Artikel:
+ + + + + + +

Ein solches Gespräch beginnt ja schon mit der Frage: Wie soll ich Sie ansprechen? Darf ich »Du« sagen? Vielleicht lieber nicht. Ich fühle mich zwar Ihrer Musik eng verbunden, aber dennoch: Sie bleiben auf einem Podest, in Gedanken sind Sie also für mich nicht Wolfgang, sondern Mozart.
Und doch: Darf ich einen Augenblick lang sehr persönlich werden? Wollen Sie wissen, wie ich Sie mir vorstelle? Es gab und gibt ja so viele Mozart-Bilder über die Jahrhunderte – teilweise wird einem ein artiges Rokoko-Wolferl gezeigt, teilweise sieht man ein exaltiertes Genie. Rund 200 Jahre nach Ihrem Tod hat ein englischer Dramatiker namens Peter Shaffer ein Schauspiel über Sie und Salieri verfasst, das sehr erfolgreich verfilmt wurde. – »Verfilmt wurde«: Ich erkläre Ihnen später, was das bedeutet –, jedenfalls war das ein fast karikaturhafter, wilder Mozart, ein Kind des ausgehenden 20. Jahrhunderts. Wie aber waren Sie wirklich? Für mich müssen Sie ein ungemein ungeduldiger Mensch gewesen sein. Wie sollte es denn auch anders sein? Wenn man bedenkt, wie unglaublich viele Werke Sie in so kurzer Lebenszeit verfasst haben, dazu die zahlreichen Reisen quer durch Europa – um das alles in ein Leben zu packen, da muss man hyperaktiv sein, extrem geschäftig, ungeduldig. Und es stand schon auch, wenn man Ihren Briefen glauben darf, ein Sinn für Kariere dahinter. Im Gegensatz zu anderen, wie Joseph Haydn, der sehr lange am Esterhazy’schen Hof weilte, waren Sie weniger sesshaft und blieben bei keinem sehr lange. Immer trieb es Sie weiter; da war durchaus auch Ehrgeiz dahinter, oder?

+ + + + + + +

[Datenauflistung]
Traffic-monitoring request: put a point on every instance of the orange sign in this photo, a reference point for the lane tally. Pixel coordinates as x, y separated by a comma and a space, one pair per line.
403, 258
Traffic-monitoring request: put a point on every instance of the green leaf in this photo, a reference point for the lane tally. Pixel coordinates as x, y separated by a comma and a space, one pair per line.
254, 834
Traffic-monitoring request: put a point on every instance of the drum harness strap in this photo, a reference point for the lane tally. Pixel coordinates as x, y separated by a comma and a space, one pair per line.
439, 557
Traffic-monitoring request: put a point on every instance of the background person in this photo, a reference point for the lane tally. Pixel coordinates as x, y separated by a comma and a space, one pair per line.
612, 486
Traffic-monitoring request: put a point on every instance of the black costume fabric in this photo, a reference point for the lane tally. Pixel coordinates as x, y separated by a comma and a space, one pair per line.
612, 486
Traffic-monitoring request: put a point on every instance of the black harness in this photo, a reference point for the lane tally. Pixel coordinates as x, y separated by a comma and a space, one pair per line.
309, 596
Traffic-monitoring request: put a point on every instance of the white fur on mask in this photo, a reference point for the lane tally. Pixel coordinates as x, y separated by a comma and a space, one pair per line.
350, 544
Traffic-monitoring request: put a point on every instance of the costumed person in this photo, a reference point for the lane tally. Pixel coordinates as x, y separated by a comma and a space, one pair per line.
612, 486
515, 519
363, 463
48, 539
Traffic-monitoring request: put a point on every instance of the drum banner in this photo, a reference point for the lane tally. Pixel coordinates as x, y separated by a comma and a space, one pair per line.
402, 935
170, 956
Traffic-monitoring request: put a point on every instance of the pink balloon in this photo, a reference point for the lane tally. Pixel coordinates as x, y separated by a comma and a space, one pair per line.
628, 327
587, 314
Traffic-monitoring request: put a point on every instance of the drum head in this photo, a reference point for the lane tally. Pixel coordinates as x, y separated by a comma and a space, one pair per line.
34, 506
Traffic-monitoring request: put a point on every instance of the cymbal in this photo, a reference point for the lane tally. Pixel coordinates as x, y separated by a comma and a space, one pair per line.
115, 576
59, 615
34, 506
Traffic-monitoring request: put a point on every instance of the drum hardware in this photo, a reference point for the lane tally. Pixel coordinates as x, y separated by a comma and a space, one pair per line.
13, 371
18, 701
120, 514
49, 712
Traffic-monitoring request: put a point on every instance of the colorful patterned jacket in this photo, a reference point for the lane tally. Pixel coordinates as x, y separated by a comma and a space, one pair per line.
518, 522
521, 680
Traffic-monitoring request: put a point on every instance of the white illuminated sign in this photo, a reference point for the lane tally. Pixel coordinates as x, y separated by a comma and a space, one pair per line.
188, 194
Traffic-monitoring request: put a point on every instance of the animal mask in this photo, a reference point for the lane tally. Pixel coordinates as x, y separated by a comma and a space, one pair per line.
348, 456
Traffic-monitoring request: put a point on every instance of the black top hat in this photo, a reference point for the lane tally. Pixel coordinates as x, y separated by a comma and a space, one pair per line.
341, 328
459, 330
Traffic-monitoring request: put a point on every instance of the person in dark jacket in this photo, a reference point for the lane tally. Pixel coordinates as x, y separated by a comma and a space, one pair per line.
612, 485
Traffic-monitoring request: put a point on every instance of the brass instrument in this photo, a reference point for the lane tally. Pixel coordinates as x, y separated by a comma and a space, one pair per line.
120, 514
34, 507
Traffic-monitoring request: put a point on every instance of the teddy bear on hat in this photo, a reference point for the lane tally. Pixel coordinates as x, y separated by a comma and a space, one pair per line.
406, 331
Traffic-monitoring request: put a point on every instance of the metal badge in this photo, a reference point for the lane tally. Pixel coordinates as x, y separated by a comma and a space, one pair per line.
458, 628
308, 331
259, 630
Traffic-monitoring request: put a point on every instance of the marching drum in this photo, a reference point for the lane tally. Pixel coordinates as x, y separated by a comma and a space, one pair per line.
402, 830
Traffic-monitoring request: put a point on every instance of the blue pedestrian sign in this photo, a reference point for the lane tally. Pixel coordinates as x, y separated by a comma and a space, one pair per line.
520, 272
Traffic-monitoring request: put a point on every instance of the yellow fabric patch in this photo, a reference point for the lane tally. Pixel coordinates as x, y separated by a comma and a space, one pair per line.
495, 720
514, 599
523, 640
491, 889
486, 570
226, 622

+ + + + + + +

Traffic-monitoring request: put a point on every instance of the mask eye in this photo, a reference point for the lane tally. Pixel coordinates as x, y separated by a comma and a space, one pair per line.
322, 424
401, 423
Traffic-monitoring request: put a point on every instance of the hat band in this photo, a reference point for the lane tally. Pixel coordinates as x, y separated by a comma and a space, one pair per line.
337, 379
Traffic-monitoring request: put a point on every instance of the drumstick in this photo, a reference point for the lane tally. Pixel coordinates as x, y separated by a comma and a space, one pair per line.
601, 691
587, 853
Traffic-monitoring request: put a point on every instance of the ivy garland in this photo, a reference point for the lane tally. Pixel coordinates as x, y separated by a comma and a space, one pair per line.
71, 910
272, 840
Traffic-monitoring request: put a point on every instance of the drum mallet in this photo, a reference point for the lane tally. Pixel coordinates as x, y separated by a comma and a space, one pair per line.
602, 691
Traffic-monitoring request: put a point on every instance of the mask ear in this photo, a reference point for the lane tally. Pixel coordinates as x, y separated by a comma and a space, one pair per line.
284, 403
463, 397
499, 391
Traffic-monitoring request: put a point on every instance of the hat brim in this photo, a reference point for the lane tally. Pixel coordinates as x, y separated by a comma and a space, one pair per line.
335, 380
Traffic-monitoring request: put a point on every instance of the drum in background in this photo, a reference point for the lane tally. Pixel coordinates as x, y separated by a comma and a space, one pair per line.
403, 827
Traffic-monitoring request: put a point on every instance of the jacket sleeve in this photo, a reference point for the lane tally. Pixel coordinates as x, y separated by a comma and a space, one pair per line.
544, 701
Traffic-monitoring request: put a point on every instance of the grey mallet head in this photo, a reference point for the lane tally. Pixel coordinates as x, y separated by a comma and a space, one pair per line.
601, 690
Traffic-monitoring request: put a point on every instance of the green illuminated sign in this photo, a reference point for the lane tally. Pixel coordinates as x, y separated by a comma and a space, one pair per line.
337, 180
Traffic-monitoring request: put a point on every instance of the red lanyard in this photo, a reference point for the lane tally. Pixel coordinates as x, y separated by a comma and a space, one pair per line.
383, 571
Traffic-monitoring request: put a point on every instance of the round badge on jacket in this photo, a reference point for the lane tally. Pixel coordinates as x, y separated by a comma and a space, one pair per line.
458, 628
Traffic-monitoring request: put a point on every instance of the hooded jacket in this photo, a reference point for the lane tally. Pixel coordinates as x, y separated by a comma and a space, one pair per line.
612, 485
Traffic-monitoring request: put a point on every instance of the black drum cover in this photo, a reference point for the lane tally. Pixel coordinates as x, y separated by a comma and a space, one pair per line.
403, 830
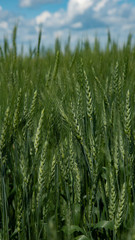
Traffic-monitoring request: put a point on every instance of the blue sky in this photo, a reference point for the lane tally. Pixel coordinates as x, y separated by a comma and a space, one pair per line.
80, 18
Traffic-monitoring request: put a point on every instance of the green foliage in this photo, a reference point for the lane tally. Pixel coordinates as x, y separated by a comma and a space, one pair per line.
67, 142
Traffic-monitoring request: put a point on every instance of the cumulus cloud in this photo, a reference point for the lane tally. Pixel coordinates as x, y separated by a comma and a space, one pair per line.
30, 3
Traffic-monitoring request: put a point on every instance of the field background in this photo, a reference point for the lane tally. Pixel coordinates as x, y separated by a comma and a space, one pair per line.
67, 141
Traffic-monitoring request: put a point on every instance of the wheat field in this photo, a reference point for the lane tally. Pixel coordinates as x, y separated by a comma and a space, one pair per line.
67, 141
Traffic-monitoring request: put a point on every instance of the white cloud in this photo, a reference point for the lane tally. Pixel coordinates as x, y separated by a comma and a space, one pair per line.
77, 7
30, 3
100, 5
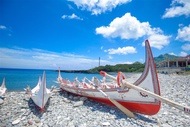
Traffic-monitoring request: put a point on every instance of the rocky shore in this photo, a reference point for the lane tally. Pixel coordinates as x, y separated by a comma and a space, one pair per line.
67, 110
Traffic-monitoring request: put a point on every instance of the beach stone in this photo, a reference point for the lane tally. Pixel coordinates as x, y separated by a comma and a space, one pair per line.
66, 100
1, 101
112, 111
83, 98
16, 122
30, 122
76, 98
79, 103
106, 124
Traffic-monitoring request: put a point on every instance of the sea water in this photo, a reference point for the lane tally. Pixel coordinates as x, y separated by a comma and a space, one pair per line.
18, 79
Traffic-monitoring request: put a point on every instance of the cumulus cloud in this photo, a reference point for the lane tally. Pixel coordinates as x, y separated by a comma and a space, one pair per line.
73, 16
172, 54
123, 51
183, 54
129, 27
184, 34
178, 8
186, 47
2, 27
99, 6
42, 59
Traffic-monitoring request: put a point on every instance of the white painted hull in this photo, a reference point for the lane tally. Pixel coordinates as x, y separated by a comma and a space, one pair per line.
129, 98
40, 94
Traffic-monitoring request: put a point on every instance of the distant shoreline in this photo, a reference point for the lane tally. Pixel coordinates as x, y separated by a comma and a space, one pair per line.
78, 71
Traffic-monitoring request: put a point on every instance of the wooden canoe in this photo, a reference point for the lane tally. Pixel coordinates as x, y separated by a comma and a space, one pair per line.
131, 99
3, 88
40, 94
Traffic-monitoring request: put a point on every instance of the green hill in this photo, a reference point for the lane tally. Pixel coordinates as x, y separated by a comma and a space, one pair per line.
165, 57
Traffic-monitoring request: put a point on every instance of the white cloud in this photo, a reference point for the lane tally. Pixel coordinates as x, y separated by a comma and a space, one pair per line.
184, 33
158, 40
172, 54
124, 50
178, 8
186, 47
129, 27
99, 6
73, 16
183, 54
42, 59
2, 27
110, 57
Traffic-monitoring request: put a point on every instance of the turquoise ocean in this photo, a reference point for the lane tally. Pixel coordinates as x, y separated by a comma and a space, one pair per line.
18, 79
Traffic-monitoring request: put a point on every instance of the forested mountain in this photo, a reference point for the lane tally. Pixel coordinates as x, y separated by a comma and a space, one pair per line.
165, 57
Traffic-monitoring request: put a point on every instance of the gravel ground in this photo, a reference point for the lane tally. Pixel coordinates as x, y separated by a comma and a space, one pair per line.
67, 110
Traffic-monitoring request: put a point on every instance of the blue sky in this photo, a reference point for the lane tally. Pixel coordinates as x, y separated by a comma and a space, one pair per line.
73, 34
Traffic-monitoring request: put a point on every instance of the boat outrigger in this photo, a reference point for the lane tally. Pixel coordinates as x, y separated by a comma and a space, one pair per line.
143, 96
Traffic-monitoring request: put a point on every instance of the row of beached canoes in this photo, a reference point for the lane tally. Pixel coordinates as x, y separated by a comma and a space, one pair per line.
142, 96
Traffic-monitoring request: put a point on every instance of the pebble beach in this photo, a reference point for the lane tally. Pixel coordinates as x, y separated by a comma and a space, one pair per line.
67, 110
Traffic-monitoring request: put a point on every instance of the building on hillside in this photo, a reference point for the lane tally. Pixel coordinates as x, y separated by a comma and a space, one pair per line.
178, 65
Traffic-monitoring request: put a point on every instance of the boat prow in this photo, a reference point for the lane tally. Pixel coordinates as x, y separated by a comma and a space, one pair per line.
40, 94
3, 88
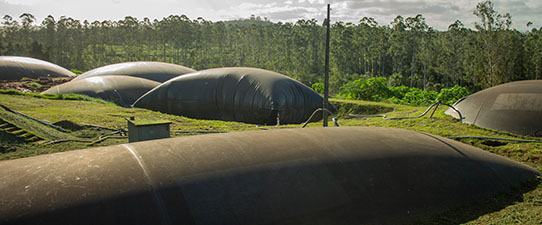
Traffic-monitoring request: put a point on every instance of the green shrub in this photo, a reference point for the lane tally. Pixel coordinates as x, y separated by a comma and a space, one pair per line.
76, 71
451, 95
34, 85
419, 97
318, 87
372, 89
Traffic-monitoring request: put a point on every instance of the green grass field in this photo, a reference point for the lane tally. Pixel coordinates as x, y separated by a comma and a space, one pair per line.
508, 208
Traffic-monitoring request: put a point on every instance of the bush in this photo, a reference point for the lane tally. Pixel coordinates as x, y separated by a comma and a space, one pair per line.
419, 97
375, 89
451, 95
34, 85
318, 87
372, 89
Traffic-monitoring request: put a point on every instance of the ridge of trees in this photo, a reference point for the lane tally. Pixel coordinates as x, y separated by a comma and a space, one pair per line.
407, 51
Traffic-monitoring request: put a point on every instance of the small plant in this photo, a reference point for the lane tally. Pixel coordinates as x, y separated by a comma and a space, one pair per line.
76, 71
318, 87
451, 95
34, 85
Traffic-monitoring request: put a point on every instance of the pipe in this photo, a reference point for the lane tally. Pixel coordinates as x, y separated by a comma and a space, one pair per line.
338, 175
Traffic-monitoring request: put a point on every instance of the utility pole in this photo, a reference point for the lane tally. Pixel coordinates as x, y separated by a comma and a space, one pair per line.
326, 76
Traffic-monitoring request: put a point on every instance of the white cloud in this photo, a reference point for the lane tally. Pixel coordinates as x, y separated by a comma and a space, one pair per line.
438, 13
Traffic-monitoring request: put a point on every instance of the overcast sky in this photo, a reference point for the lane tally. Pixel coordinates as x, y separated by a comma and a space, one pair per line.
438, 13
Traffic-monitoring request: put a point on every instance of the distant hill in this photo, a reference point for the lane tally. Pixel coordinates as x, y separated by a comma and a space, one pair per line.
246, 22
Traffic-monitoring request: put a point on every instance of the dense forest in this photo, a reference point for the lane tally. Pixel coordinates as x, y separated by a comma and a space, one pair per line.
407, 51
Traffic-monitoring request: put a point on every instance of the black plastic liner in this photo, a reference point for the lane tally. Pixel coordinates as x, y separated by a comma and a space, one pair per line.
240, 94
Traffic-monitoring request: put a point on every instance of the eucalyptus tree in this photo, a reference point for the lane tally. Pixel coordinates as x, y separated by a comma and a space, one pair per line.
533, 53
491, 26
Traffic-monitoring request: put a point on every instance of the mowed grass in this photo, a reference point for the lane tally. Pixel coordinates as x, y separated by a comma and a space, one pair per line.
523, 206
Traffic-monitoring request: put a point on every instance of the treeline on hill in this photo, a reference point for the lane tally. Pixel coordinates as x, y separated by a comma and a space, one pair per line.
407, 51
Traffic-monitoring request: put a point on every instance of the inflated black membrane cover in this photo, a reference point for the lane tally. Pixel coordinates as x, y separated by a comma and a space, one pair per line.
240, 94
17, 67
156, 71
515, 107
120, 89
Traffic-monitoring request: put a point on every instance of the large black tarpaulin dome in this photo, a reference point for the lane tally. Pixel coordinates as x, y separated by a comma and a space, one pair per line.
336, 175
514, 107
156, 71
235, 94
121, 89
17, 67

+ + + + + + +

Ihre Aufgabe:
Übertragen Sie den Satz »Für mich müssen Sie ein ungemein ungeduldiger Mensch gewesen sein.« aus dem Artikel ins Englische.

Ergebnis:
To me, you must have been an extraordinarily impatient person.